What you are asked to do:
An exact transcription of every record below is required, with the pictures left out.

Photo-based referring expression data:
Content starts
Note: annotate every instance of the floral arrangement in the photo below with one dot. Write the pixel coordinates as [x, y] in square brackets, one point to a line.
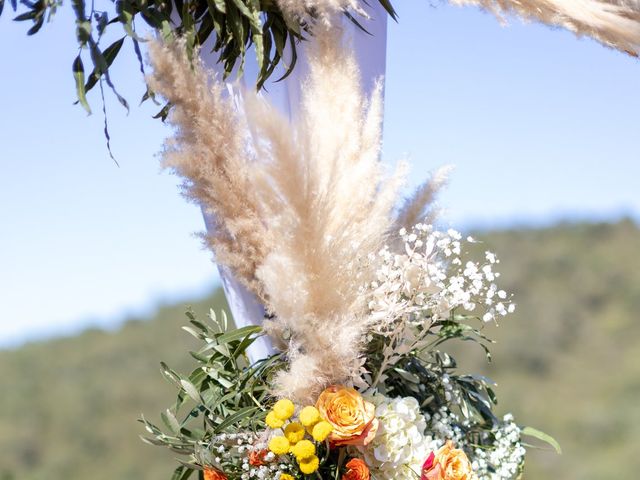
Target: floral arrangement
[362, 295]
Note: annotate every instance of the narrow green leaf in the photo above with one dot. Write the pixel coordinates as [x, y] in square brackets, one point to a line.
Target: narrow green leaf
[535, 433]
[170, 421]
[78, 75]
[386, 4]
[236, 417]
[105, 61]
[190, 390]
[220, 6]
[37, 26]
[238, 334]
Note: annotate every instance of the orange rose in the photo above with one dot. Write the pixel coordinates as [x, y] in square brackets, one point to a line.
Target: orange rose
[448, 463]
[351, 417]
[356, 470]
[213, 474]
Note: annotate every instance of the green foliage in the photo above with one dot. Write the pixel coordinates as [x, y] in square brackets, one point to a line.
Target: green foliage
[224, 393]
[566, 361]
[235, 26]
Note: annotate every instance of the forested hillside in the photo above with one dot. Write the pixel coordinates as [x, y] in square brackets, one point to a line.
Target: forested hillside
[567, 362]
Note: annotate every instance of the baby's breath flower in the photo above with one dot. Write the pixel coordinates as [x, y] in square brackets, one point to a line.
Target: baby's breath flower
[284, 409]
[309, 416]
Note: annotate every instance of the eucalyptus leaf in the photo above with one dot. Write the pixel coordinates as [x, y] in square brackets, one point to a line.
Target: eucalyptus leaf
[78, 75]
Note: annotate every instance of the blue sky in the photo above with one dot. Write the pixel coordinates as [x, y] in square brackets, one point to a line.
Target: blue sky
[539, 124]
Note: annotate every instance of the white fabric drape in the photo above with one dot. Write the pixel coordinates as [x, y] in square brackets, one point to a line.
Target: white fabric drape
[370, 50]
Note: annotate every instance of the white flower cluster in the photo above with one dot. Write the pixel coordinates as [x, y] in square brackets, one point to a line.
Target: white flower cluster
[430, 278]
[241, 445]
[443, 426]
[503, 459]
[400, 447]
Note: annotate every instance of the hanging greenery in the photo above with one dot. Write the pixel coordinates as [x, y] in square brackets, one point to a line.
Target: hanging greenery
[232, 25]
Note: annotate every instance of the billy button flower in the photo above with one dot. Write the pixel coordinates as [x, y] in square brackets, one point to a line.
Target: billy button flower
[273, 421]
[279, 445]
[294, 432]
[283, 409]
[305, 453]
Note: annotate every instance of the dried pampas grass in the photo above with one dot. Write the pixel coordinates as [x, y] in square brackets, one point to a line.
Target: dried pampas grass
[301, 206]
[207, 151]
[330, 205]
[615, 23]
[420, 206]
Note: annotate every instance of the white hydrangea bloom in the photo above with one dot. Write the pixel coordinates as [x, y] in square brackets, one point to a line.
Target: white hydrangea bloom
[400, 446]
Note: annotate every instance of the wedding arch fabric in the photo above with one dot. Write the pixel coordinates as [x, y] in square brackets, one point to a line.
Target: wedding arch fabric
[370, 49]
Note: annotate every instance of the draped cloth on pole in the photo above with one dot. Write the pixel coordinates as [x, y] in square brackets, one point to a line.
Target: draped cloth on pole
[370, 51]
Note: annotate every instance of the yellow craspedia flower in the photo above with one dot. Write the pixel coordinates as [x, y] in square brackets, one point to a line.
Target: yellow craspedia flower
[309, 465]
[321, 431]
[309, 416]
[284, 409]
[303, 449]
[294, 432]
[273, 421]
[279, 445]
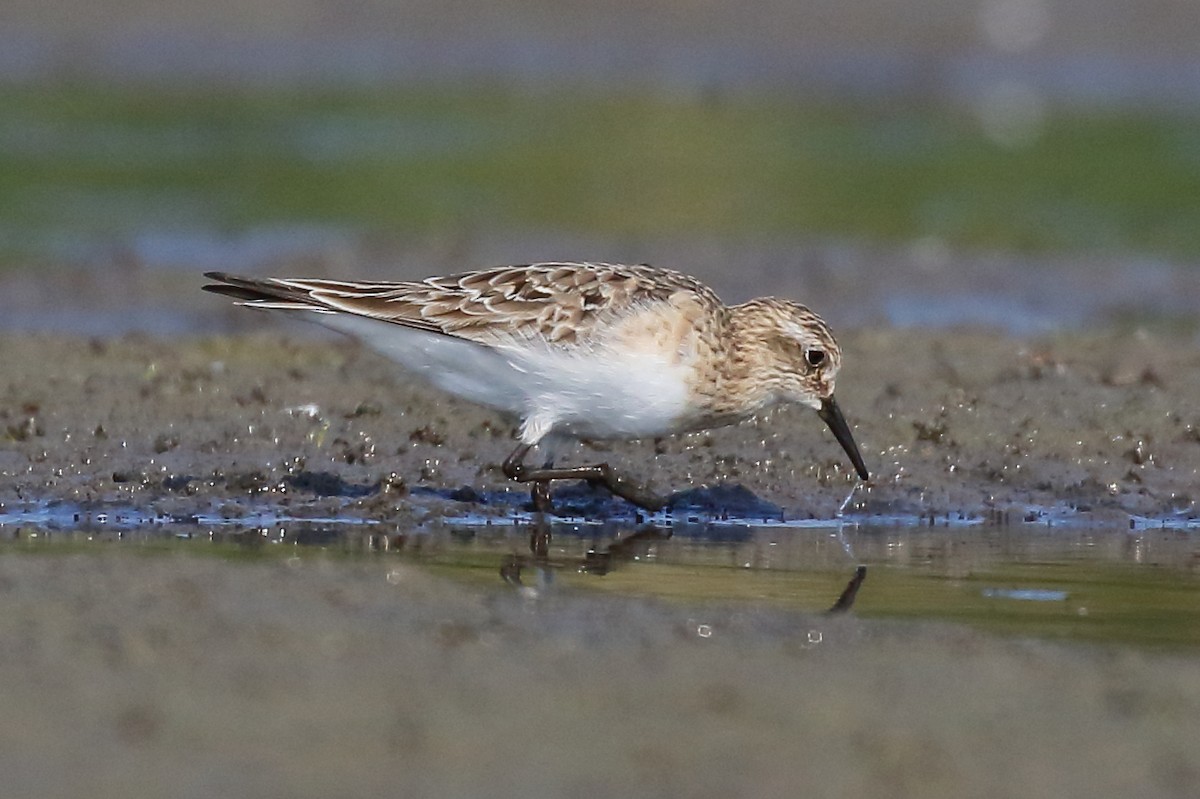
Content ends
Solution for this exercise:
Note: annotate every instance of the floral arrangement in the photo below with one dot. Write the pixel coordinates as [x, y] in square brackets, one point to a line.
Target: floral arrangement
[362, 295]
Note: annotate every instance of the narrow green leaf in the photo above with one dot. Write the pixel coordinates as [x, y] in square brackets, one point to a line.
Target: narrow green leaf
[535, 433]
[170, 421]
[78, 75]
[386, 4]
[236, 417]
[105, 61]
[190, 390]
[220, 6]
[37, 26]
[238, 334]
Note: annotate every instance of the orange rose in the photo above with one dot. Write the pixel coordinates as [x, y] in square brackets, one point to a line.
Target: orange rose
[448, 463]
[351, 417]
[356, 470]
[213, 474]
Note: annotate every instance of the green foliage in the photo above with one dot. Write the pixel coordinates as [x, y] in square brackets, one point to a line.
Target: green foliage
[224, 393]
[566, 361]
[235, 26]
Note: annotate every instance of the forested hillside in the photo above with one dot. Write the pixel coordinates as [x, y] in square brackets, one point to a line.
Target: forested hillside
[567, 362]
Note: annotate every instance of the baby's breath flower in the photo above with one dot. Write the pixel coordinates as [x, y] in square brackets, one point to a line.
Target: baby's breath flower
[284, 409]
[309, 416]
Note: annotate every instance of the eucalyptus leaf in the photo above with one dot. Write the pixel coordinates as [x, y] in square brackets, one point to a line.
Target: eucalyptus leaf
[78, 75]
Note: annotate every instance of the blue sky in the photo above with one dot. Write the pixel coordinates as [x, y] in square brackets, one point to a line.
Target: blue sky
[539, 124]
Note: annotate every instance of the white fabric drape in the photo above with one dot. Write the pixel coordinates as [x, y] in square brackets, one point to a line.
Target: white fabric drape
[370, 50]
Note: annotate every instance of the white flower cluster in the photo above with one dot. Write the pixel coordinates as [x, y] in square brackets, one point to a line.
Target: white flower cluster
[430, 278]
[241, 445]
[443, 426]
[503, 459]
[400, 447]
Note: annotate every instance of the hanging greenery in the photo above with one dot. Write the pixel coordinates as [x, y] in square brackets, one point to a line.
Target: hanging greenery
[232, 25]
Note: annotate every instance of the billy button flower in the photo above with one dot. Write the pixel coordinates as [x, y] in square brackets, one point to a line.
Target: billy button flower
[273, 421]
[279, 445]
[294, 432]
[283, 409]
[305, 453]
Note: annotate every instance of the dried pampas grass in the photo above with one dot. Write the pixel coordinates as [x, y] in square brackets, one point to a line.
Target: dried pampas grass
[301, 206]
[207, 151]
[330, 205]
[615, 23]
[420, 206]
Note: annotate every instance of the white hydrangea bloom in the photo above with one dot. Write the pixel coordinates as [x, y] in square brackets, one point to a line.
Target: white hydrangea bloom
[400, 446]
Note: annotate every instance of the wedding arch fabric in the photo above with one dot. Write the pixel coordinates as [x, y] in square brackets, one point to a line.
Target: wedding arch fabric
[370, 49]
Note: annotate every instance of the draped cloth on pole in the photo above with one dot. Write the pixel coordinates as [x, y] in square brackets, one point to a line.
Target: draped cloth on pole
[370, 51]
Note: annotate every instance of the yellow craspedia flower in the photo above with one dot. Write the pixel coordinates as [x, y] in square brackets, one point to a line.
Target: yellow craspedia flower
[309, 465]
[321, 431]
[309, 416]
[284, 409]
[303, 449]
[294, 432]
[273, 421]
[279, 445]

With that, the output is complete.